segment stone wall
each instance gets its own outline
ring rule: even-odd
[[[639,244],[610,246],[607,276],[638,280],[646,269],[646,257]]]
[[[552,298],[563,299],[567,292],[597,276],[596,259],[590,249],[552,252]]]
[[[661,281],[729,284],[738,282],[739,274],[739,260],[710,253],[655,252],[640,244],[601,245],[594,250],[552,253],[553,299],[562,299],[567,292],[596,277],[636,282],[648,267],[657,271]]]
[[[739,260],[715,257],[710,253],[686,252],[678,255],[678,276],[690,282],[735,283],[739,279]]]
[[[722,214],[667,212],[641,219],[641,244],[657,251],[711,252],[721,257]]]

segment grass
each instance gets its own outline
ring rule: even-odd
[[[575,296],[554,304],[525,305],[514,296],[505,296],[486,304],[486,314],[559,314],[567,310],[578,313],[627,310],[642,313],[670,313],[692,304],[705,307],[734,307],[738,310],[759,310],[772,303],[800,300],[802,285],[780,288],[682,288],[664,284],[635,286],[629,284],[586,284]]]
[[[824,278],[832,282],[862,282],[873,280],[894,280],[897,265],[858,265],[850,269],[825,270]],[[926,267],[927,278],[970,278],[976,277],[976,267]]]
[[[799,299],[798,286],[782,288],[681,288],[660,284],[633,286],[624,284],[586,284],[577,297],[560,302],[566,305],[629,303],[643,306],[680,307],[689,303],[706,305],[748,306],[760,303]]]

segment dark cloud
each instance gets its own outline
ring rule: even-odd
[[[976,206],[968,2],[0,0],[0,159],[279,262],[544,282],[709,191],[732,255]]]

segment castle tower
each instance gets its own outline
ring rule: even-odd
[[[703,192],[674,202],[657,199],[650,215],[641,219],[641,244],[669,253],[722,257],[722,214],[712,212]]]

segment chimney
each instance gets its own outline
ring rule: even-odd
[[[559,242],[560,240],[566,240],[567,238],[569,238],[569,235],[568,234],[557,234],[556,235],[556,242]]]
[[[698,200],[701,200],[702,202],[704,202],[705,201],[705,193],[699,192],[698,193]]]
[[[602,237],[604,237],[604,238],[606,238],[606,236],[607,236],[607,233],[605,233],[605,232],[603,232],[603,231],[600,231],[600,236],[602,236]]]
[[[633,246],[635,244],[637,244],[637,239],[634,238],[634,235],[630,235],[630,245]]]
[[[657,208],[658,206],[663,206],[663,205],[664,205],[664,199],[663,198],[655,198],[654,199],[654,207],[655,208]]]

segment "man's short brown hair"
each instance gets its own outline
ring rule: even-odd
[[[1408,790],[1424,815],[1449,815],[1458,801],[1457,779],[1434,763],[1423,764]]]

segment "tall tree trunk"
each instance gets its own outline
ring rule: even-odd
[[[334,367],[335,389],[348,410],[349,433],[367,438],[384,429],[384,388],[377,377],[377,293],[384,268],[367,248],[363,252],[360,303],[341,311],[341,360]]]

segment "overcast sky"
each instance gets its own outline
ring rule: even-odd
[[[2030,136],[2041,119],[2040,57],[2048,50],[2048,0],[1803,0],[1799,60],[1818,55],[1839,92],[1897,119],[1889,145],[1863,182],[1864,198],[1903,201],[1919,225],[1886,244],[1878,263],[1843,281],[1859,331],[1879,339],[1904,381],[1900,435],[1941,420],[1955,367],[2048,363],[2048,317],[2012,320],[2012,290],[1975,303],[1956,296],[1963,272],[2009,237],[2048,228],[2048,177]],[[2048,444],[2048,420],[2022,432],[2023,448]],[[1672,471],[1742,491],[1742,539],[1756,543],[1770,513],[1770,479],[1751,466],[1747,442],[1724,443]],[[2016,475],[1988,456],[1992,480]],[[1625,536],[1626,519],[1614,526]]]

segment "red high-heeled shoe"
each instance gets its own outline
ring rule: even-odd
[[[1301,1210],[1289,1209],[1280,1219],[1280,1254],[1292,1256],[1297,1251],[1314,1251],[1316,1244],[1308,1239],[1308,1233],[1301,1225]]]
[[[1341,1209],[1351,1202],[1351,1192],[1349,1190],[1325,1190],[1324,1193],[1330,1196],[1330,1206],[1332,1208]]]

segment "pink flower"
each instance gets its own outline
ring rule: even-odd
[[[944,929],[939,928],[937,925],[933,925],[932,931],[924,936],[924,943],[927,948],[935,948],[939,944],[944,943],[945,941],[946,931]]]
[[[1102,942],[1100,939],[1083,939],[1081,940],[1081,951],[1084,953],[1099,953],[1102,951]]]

□ □ □

Task goal:
Across these entries, count each line where the string "segment" shows up. Give only the count.

Exercise answer:
10